[Extrait du document]
Dans le tutoriel n°3 sur l’explication d’un texte philosophique, vous avez appris comment vous poser les bonnes questions sur les idées du texte, afin de les expliquer et éviter ainsi la paraphrase. Dans ce tutoriel, je vous montre comment trouver des réponses pertinentes à ces questions.
Définir les termes clefs du texte
Nous avons vu, dans le Tutoriel n°3, que le premier type de questions à vous poser sur le texte devait correspondre à des questions de définition (de type : « Qu’est-ce que …?). Voici quelques conseils, à propos du travail de définition :
1) Il vous faut impérativement définir les termes importants du texte, notamment ceux qui correspondent aux notions que vous avez au programme de Terminale. Mais, il est aussi utile de définir ceux que vous jugez important, pour la compréhension du texte. Attention, il ne s’agit pas nécessairement de termes difficiles à comprendre ! Ce peut être, au contraire, des termes qui ont un sens très simple, connu de tous.

[Relevé des lignes]
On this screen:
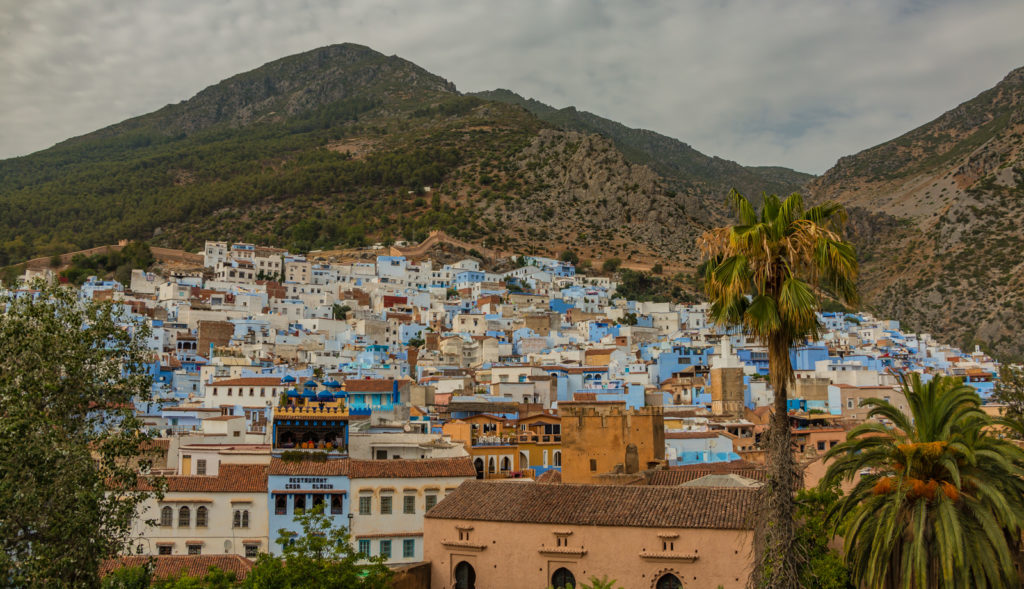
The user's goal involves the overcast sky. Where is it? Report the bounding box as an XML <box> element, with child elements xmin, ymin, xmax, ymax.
<box><xmin>0</xmin><ymin>0</ymin><xmax>1024</xmax><ymax>173</ymax></box>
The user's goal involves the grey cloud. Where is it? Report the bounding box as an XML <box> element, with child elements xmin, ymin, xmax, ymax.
<box><xmin>0</xmin><ymin>0</ymin><xmax>1024</xmax><ymax>172</ymax></box>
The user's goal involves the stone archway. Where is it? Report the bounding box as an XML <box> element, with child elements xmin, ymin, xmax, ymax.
<box><xmin>455</xmin><ymin>560</ymin><xmax>476</xmax><ymax>589</ymax></box>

[Consignes]
(a) Résumez sous forme de liste le paragraphe de l'extrait du tutoriel qui commence par « 1) Il vous faut impérativement ». Gardez-en les faits principaux.
(b) Veuillez recopier l'extrait du tutoriel à partir de « Définir les termes clefs » et jusqu'à « connu de tous. », en substituant « clarification » à « définition ».
(c) Poursuivez l'extrait du tutoriel après sa dernière phrase.

[Réponses]
(a)
- Il faut impérativement définir les termes importants du texte, en particulier ceux qui correspondent aux notions du programme de Terminale.
- Il est aussi utile de définir les termes que l'on juge importants pour comprendre le texte.
- Ces termes ne sont pas forcément difficiles : ils peuvent avoir un sens très simple, connu de tous.

(b)
Définir les termes clefs du texte
Nous avons vu, dans le Tutoriel n°3, que le premier type de questions à vous poser sur le texte devait correspondre à des questions de clarification (de type : « Qu’est-ce que …?). Voici quelques conseils, à propos du travail de clarification :
1) Il vous faut impérativement définir les termes importants du texte, notamment ceux qui correspondent aux notions que vous avez au programme de Terminale. Mais, il est aussi utile de définir ceux que vous jugez important, pour la compréhension du texte. Attention, il ne s’agit pas nécessairement de termes difficiles à comprendre ! Ce peut être, au contraire, des termes qui ont un sens très simple, connu de tous.

(c)
2) Attention aussi à éviter une erreur que l’on rencontre fréquemment : la définition que vous donnez d’un terme doit correspondre au sens qu’il possède dans le texte et non à un autre sens possible – mais non valable, dans le passage – ni à un sens qu’un autre auteur lui donne.
3) Pourquoi définir les termes clefs du texte ? Il ne s’agit pas de définir, pour définir, mais bien pour vous aider dans votre analyse des idées du texte.
4) Le nombre moyen de termes à définir, dans le passage qui vous sera donné, sera entre 3 et 5.
Trouver des arguments aux idées affirmées par l’auteur
Nous avons vu également dans le Tutoriel n°3, que le deuxième type de questions à vous poser sur le texte devait correspondre à des questions d’explication (de type : « Pourquoi …? » ou « Comment …? »)
En principe, ce type de questionnement doit vous éviter de paraphraser le texte. S’il est relativement facile de transformer chaque affirmation du texte, en ce type de questions, il est plus difficile d’y trouver des réponses. Voici quelques conseils :
1) Vérifiez que l’argument que vous donnez n’est pas déjà quelque part dans le texte ; sinon, votre réponse sera de la simple paraphrase;
2) Vous n’êtes pas censé connaître la pensée globale de l’auteur du texte. Par conséquent, l’argument que vous avancez sera accepté, même s’il contredit la pensée de l’auteur, à condition qu’il ne contredise pas les idées ou la logique du texte que vous avez à expliquer.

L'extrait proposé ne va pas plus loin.